----- FRAGMENTO

Precursores del anarquismo durante la Revolución Francesa


Por VICTOR GARCÍA

Con el gran advenimiento de 1789, surge poderoso e irresistible el sentimiento de llevar a la libertad hacia lo más avanzado posible. Los revolucionarios extremistas que consiguen alcanzar el poder se vuelven centristas por rebasarlos quienes se proyectan más lejos aún. Así que aparecen Les enragés (Los rabiosos) quienes, en su deseo de ver una revolución sin gobierno revolucionario y manifestándose fervientes partidarios de la acción directa abrazan abiertamente tácticas y finalidades anarquistas.

La toma del poder significará el estancamiento de la fracción que lleve a cabo la empresa. La Gironda, la Montaña, la propia oposición representada por las figuras de proa de Babeuf y Herbert, partirá siempre del principio de que es necesario un gobierno que haga la revolución y la solidifique desde la cúspide. Sólo Marechal, redactor del Manifiesto de los Iguales, tendrá sus dudas sobre la eficacia gubernamental y las hará patentes en el manifiesto: «Disparessez, en fin, revoltantes distintions de riches, de pauvres, de grands et de petits, maitres et de valets, de gouvernats et de gouvernés.» [«Desapareced, en fin, sublevantes distinciones de ricos, de pobres, de grandes y de pequeños, de dueños y de lacayos, de gobernantes y de gobernados.»]. El resto de los Iguales no pensará como Marechal, y el propio Babeuf fue el primer sorprendido por este párrafo que clama por la desaparición de los gobernantes y gobernados.

Se puede decir que Sylvain Marechal se sumó a Babeuf por las grandes ansias que tenía de actuar, pero sus alcances sociales no iban paralelos con el comunismo estatal anunciado por los Iguales. La frase introducida en el manifiesto era una corroboración a sus ideas de arcadias sin gobierno exteriorizados en L’Âge d'Or, recueil de contes pasturaux pour le Berger Sylvain (1782) y en Livre échappé au déluge ou Psaumes nouvellement découvers (1784). Más adelante, en 1788, escribe Apologues modernes, à l'usage d'un Dauphin, donde mediante la huelga general los productores proclaman la sociedad libre y los gobernantes y reyes se autodestruyen en una isla desierta:

«Algún día, los trabajadores, llevados al extremo por la crueldad de los ricos, se negarán a continuar sirviéndoles y contestarán a sus amenazas: Somos tres contra uno. Nuestro propósito es restablecer para siempre las cosas sobre sus antiguas bases, sobre el estado de cosas primitivo, es decir, sobre la más perfecta y legítima igualdad. Pongamos la tierra en común entre sus habitantes. Si hay alguien entre nosotros que tenga dos bocas y cuatro brazos, es justo, asignémosle doble ración. Empero, si todos estamos hechos por el mismo patrón, repartamos el pastel en igualdad de condiciones. Y, al mismo tiempo, metamos todos las manos en la masa. Que todos los hombres, de un punto a otro del universo, se den la mano.»

----------
----- ENTRADAS PROPORCIONADAS

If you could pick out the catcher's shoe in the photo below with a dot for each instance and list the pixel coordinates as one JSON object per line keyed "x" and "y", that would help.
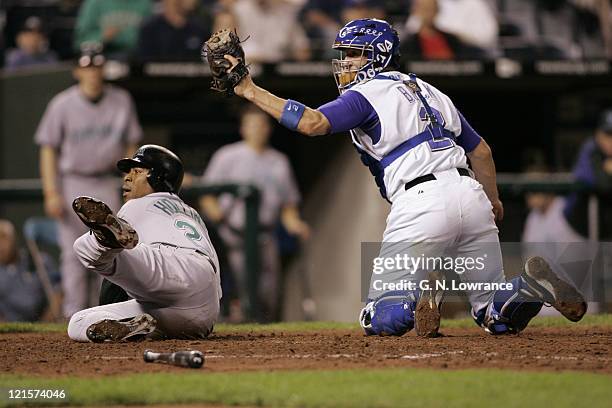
{"x": 128, "y": 329}
{"x": 551, "y": 289}
{"x": 110, "y": 230}
{"x": 427, "y": 314}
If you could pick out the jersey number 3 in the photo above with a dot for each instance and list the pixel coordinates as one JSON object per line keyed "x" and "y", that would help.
{"x": 440, "y": 142}
{"x": 190, "y": 231}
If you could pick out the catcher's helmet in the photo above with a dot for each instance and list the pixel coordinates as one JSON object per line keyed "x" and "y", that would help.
{"x": 165, "y": 168}
{"x": 375, "y": 39}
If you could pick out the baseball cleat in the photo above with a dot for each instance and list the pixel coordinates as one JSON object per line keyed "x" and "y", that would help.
{"x": 551, "y": 289}
{"x": 128, "y": 329}
{"x": 427, "y": 314}
{"x": 110, "y": 230}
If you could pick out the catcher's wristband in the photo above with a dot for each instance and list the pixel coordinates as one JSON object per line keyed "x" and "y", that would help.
{"x": 292, "y": 113}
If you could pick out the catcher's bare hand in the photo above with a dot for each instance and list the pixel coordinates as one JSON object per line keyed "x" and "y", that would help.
{"x": 246, "y": 84}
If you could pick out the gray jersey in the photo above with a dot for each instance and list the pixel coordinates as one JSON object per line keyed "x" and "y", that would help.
{"x": 165, "y": 218}
{"x": 91, "y": 136}
{"x": 269, "y": 171}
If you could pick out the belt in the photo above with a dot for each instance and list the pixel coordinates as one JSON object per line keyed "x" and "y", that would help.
{"x": 197, "y": 251}
{"x": 431, "y": 177}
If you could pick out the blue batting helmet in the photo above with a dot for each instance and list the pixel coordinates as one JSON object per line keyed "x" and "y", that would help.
{"x": 377, "y": 42}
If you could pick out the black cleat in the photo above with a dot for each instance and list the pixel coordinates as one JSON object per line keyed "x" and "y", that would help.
{"x": 128, "y": 329}
{"x": 427, "y": 313}
{"x": 553, "y": 290}
{"x": 110, "y": 230}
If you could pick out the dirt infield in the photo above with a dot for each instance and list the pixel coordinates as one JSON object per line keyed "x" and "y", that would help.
{"x": 567, "y": 348}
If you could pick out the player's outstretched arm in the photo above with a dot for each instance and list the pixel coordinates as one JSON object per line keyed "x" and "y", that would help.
{"x": 483, "y": 165}
{"x": 291, "y": 114}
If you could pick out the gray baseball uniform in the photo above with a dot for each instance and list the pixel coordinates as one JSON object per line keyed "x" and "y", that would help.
{"x": 271, "y": 172}
{"x": 90, "y": 138}
{"x": 172, "y": 274}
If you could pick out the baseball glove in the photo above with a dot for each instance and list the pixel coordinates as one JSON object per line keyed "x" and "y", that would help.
{"x": 221, "y": 43}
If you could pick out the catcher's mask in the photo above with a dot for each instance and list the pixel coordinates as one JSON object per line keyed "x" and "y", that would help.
{"x": 375, "y": 41}
{"x": 165, "y": 168}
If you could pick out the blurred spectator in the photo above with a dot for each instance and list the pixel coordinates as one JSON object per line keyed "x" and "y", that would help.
{"x": 32, "y": 47}
{"x": 174, "y": 34}
{"x": 594, "y": 168}
{"x": 321, "y": 20}
{"x": 431, "y": 43}
{"x": 84, "y": 131}
{"x": 275, "y": 35}
{"x": 113, "y": 23}
{"x": 22, "y": 297}
{"x": 595, "y": 21}
{"x": 545, "y": 222}
{"x": 356, "y": 9}
{"x": 472, "y": 21}
{"x": 253, "y": 161}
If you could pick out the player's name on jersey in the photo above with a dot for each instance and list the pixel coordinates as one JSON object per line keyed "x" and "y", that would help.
{"x": 452, "y": 285}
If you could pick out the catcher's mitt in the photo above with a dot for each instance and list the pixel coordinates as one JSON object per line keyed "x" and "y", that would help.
{"x": 224, "y": 42}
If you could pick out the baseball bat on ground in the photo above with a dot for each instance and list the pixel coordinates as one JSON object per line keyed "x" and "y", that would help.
{"x": 190, "y": 359}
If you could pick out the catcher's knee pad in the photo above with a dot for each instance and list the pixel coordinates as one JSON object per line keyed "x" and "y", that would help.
{"x": 391, "y": 314}
{"x": 511, "y": 310}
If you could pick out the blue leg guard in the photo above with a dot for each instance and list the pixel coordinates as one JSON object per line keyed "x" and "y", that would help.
{"x": 391, "y": 314}
{"x": 511, "y": 310}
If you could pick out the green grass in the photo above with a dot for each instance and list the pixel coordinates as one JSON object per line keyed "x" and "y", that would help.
{"x": 588, "y": 320}
{"x": 346, "y": 388}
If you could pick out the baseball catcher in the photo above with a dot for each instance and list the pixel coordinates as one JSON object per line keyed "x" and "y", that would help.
{"x": 416, "y": 144}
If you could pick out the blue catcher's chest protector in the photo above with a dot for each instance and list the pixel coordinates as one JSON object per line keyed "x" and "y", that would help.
{"x": 435, "y": 134}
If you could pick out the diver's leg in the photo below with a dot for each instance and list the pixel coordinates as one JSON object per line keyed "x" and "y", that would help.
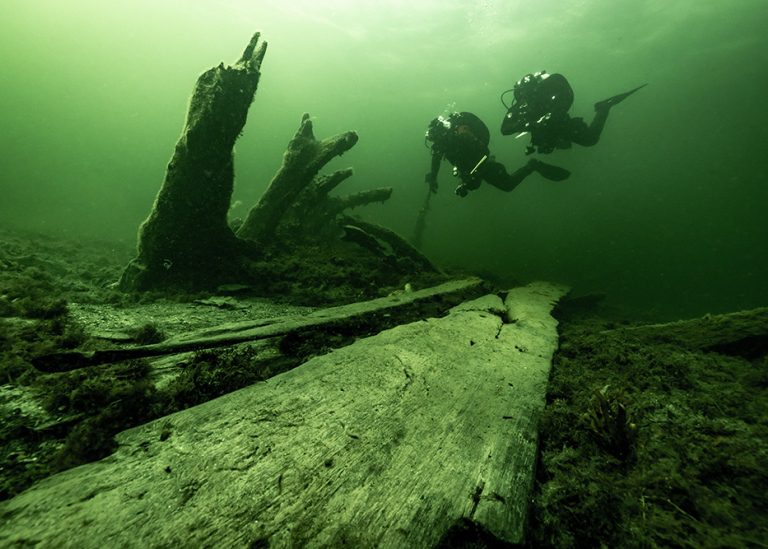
{"x": 496, "y": 174}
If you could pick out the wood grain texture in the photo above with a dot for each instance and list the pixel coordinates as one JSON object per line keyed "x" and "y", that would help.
{"x": 385, "y": 443}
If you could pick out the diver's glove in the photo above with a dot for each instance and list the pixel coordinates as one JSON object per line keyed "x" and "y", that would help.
{"x": 548, "y": 171}
{"x": 431, "y": 180}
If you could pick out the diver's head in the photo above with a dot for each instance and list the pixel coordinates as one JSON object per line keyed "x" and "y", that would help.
{"x": 438, "y": 128}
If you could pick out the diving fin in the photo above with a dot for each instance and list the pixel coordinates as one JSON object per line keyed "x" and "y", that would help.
{"x": 549, "y": 171}
{"x": 616, "y": 99}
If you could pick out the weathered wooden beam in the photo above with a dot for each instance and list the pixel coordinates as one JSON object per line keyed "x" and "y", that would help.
{"x": 707, "y": 332}
{"x": 186, "y": 240}
{"x": 303, "y": 159}
{"x": 251, "y": 331}
{"x": 387, "y": 442}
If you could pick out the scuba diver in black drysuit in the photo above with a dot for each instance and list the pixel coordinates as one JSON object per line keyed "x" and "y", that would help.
{"x": 541, "y": 108}
{"x": 462, "y": 139}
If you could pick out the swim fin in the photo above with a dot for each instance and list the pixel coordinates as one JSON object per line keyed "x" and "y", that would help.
{"x": 548, "y": 171}
{"x": 616, "y": 99}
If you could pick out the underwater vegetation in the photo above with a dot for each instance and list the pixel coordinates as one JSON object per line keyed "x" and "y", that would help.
{"x": 651, "y": 445}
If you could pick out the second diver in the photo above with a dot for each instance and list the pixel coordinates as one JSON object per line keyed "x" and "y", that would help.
{"x": 462, "y": 139}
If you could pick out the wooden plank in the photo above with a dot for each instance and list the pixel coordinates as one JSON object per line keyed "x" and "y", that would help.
{"x": 387, "y": 442}
{"x": 233, "y": 333}
{"x": 707, "y": 332}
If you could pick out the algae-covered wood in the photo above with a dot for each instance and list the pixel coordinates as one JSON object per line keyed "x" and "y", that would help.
{"x": 387, "y": 442}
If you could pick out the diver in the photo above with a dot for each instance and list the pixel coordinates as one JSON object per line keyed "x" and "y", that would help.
{"x": 462, "y": 139}
{"x": 540, "y": 107}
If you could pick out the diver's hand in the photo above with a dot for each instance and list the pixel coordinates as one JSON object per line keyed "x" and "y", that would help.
{"x": 431, "y": 180}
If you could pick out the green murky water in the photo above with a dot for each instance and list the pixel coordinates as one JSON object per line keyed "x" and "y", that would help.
{"x": 666, "y": 215}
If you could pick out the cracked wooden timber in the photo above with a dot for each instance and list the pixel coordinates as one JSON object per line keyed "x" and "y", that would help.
{"x": 388, "y": 442}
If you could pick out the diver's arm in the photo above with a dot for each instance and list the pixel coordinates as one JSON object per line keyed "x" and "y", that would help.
{"x": 586, "y": 136}
{"x": 431, "y": 177}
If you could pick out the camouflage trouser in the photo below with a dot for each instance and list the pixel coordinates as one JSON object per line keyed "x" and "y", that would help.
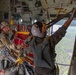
{"x": 44, "y": 71}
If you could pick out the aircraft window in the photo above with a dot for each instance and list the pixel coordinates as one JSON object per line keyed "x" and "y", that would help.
{"x": 64, "y": 49}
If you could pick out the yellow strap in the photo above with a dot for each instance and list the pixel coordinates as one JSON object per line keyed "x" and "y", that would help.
{"x": 47, "y": 8}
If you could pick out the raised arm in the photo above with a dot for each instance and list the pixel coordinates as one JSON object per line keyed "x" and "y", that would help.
{"x": 60, "y": 33}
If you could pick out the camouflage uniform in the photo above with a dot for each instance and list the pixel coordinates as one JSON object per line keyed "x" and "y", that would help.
{"x": 5, "y": 42}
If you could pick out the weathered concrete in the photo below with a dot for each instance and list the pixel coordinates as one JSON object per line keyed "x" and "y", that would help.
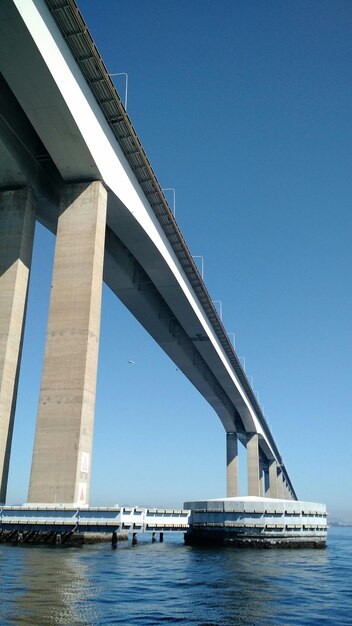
{"x": 232, "y": 465}
{"x": 280, "y": 485}
{"x": 257, "y": 522}
{"x": 253, "y": 465}
{"x": 61, "y": 463}
{"x": 17, "y": 223}
{"x": 273, "y": 490}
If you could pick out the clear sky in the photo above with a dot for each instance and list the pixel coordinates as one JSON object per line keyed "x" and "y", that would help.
{"x": 245, "y": 108}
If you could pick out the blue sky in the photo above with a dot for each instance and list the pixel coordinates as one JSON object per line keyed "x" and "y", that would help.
{"x": 245, "y": 108}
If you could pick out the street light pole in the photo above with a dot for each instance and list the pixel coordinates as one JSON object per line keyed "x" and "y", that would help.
{"x": 174, "y": 195}
{"x": 126, "y": 84}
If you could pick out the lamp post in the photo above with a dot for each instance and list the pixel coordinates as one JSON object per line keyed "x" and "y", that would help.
{"x": 197, "y": 256}
{"x": 220, "y": 307}
{"x": 174, "y": 195}
{"x": 126, "y": 85}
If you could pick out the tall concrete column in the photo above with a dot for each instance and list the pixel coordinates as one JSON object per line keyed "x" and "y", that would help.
{"x": 61, "y": 463}
{"x": 266, "y": 481}
{"x": 253, "y": 465}
{"x": 273, "y": 489}
{"x": 232, "y": 465}
{"x": 17, "y": 221}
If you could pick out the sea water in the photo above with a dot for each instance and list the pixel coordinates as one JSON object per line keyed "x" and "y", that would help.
{"x": 169, "y": 583}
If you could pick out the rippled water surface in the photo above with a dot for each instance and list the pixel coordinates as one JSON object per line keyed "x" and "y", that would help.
{"x": 169, "y": 583}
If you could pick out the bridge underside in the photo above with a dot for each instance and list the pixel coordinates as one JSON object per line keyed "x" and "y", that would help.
{"x": 42, "y": 149}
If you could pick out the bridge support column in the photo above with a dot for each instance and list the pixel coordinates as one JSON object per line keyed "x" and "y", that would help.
{"x": 232, "y": 465}
{"x": 17, "y": 223}
{"x": 266, "y": 481}
{"x": 253, "y": 465}
{"x": 63, "y": 442}
{"x": 280, "y": 485}
{"x": 261, "y": 479}
{"x": 273, "y": 480}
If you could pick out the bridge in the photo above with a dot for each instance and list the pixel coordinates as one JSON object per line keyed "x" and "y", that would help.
{"x": 71, "y": 159}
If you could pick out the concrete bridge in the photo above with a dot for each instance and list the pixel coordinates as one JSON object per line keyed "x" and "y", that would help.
{"x": 70, "y": 158}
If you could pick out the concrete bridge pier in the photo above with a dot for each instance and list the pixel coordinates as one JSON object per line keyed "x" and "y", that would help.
{"x": 232, "y": 465}
{"x": 17, "y": 221}
{"x": 253, "y": 464}
{"x": 273, "y": 480}
{"x": 61, "y": 464}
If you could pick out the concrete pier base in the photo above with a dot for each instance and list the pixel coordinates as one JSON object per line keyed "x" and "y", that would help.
{"x": 17, "y": 221}
{"x": 63, "y": 442}
{"x": 257, "y": 522}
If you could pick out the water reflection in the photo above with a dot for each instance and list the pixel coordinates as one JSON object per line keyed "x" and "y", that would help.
{"x": 170, "y": 583}
{"x": 48, "y": 586}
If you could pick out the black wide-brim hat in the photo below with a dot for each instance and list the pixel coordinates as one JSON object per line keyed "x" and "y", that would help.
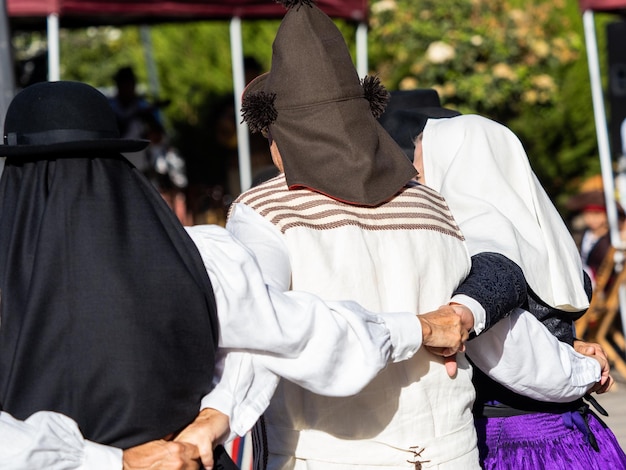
{"x": 64, "y": 116}
{"x": 404, "y": 125}
{"x": 322, "y": 116}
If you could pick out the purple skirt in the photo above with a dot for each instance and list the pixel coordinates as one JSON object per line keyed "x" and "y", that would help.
{"x": 547, "y": 441}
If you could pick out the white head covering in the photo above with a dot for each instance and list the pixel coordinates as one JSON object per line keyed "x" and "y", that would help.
{"x": 481, "y": 169}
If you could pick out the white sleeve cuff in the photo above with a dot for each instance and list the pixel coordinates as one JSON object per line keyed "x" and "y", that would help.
{"x": 101, "y": 457}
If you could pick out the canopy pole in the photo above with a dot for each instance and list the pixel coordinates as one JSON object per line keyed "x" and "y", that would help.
{"x": 243, "y": 138}
{"x": 362, "y": 65}
{"x": 604, "y": 151}
{"x": 54, "y": 61}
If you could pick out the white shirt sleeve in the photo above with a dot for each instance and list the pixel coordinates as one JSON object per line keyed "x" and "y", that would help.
{"x": 52, "y": 441}
{"x": 521, "y": 354}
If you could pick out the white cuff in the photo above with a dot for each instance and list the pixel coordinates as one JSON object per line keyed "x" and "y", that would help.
{"x": 405, "y": 331}
{"x": 101, "y": 457}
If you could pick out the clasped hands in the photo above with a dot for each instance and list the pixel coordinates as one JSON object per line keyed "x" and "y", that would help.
{"x": 185, "y": 451}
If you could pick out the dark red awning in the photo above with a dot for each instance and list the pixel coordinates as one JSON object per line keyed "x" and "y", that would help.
{"x": 603, "y": 5}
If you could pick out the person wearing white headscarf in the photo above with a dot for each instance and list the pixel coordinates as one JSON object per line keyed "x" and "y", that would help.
{"x": 483, "y": 172}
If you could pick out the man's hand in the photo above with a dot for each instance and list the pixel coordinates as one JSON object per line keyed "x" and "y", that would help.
{"x": 595, "y": 350}
{"x": 162, "y": 455}
{"x": 209, "y": 428}
{"x": 443, "y": 334}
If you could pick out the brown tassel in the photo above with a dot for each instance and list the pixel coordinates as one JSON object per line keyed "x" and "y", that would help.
{"x": 258, "y": 110}
{"x": 376, "y": 94}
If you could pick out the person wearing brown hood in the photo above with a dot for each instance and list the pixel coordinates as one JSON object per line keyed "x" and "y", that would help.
{"x": 346, "y": 218}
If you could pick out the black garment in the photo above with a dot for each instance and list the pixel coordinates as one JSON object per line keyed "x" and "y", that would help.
{"x": 107, "y": 312}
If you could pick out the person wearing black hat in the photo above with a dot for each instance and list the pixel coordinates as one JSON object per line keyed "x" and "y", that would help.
{"x": 109, "y": 308}
{"x": 524, "y": 413}
{"x": 345, "y": 217}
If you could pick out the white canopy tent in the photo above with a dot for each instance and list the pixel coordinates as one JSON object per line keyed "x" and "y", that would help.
{"x": 79, "y": 13}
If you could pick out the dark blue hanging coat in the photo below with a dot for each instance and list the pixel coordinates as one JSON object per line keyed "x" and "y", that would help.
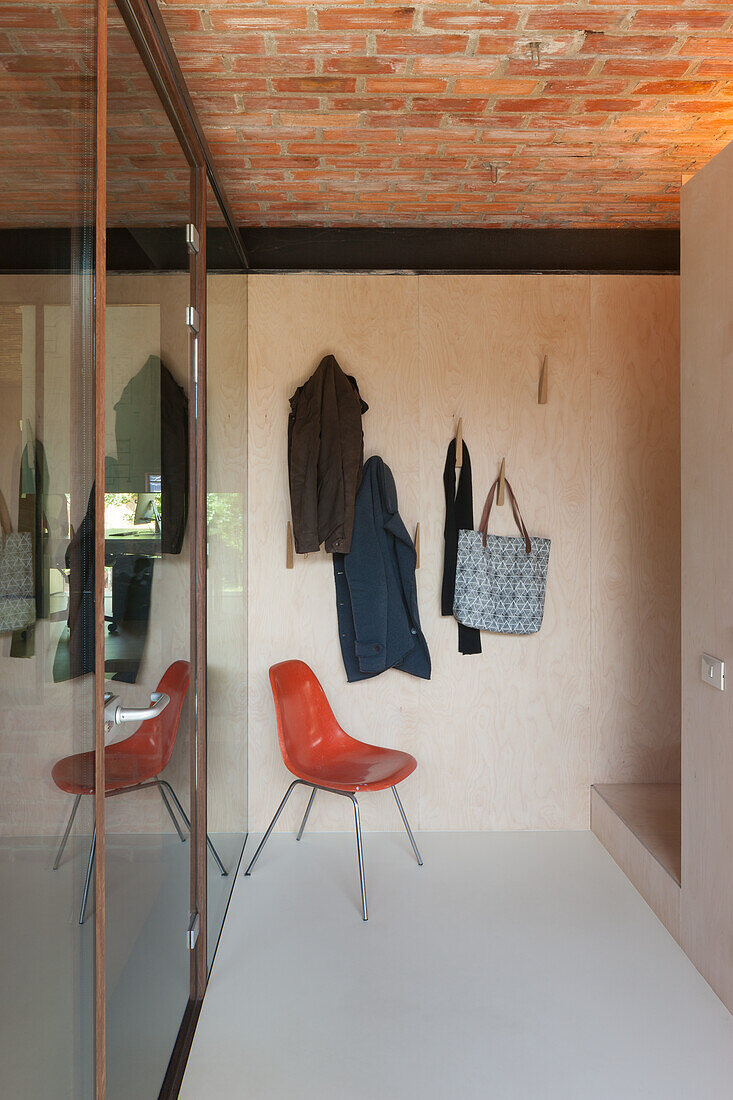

----------

> **TAREA A REALIZAR**: Prolonga el fragmento sobre los precursores del anarquismo en la Revolución Francesa a partir de su última frase.

> **RESPUESTA**:
Marechal está más próximo al anarquismo de lo que Babeuf se imagina. Su personalidad intelectual impone el derrotero anarquista al manifiesto en muchos de sus apartados y esto origina que durante el proceso contra los Iguales éstos desaprueben algunos de los enunciados del manifiesto, especialmente el que dice: «Desapareced, en fin, distinciones sublevantes... de gobernantes y gobernados.»

En realidad, todo el manifiesto rezuma una nitidez de expresión perfecta y en el mismo no asoma el menor atisbo de demagogia. «La inteligencia no aumenta la capacidad del estómago» dirá para aquéllos que sean partidarios del a cada uno según su necesidad, y añadirá: «Hay opresión cuando uno se agota trabajando y le falta todo, mientras que otro nada en la abundancia sin hacer nada... Nadie ha podido, sin cometer un crimen, apoderarse exclusivamente de los bienes de la tierra o de la industria... En una verdadera sociedad no debe haber ni ricos ni pobres.»

La obra escrita por Sylvain Maréchal tiene cierta amplitud. Además de los títulos ya señalados más arriba, Maréchal escribió Almanach des Honnetes Gens, en el que suprimió todos los santos. Colaboró asiduamente en el periódico de Proudhomme: Révolutions de Paris. Fue uno de los iniciadores del Calendario Republicano; en 1793 publicó su Correctif à la Révolution, más tarde escribe Dictionnaire des Athées anciens et modernes (1800) y acto seguido —muere en 1803— Pour et contre la Bible.

El verdadero puesto de Maréchal estaba junto a les enragés, junto a Jacques Roux, Leclerc d’Oze y Jean Varlet, les enragés que más se distinguieron en la Revolución Francesa. Éstos serían denunciados en la barra de la Convención por la viuda de Marat, quien presenta una moción, redactada por Robespierre con toda seguridad, acusando a Roux y a Leclerc de instigar al pueblo para que éste proscriba toda clase de gobierno. (A. Mathiez, 1949.)

Ahora bien, el ideal anarquista ha ido adquiriendo, a medida que Proudhon, Bakunin, Kropotkin, Reclus y Malatesta, por no nombrar más que a unos pocos, han aportado sus sugerencias, un bagaje inmenso que ampara todas las actividades de la vida humana; empero, la jácena maestra sobre la que se apoya la multitud de facetas del ideal libertario es la negación del Estado, y les enragés, en este aspecto están pisando terreno anarquista, como lo prueba la denuncia de la viuda de Marat, instrumento del dictador Robespierre.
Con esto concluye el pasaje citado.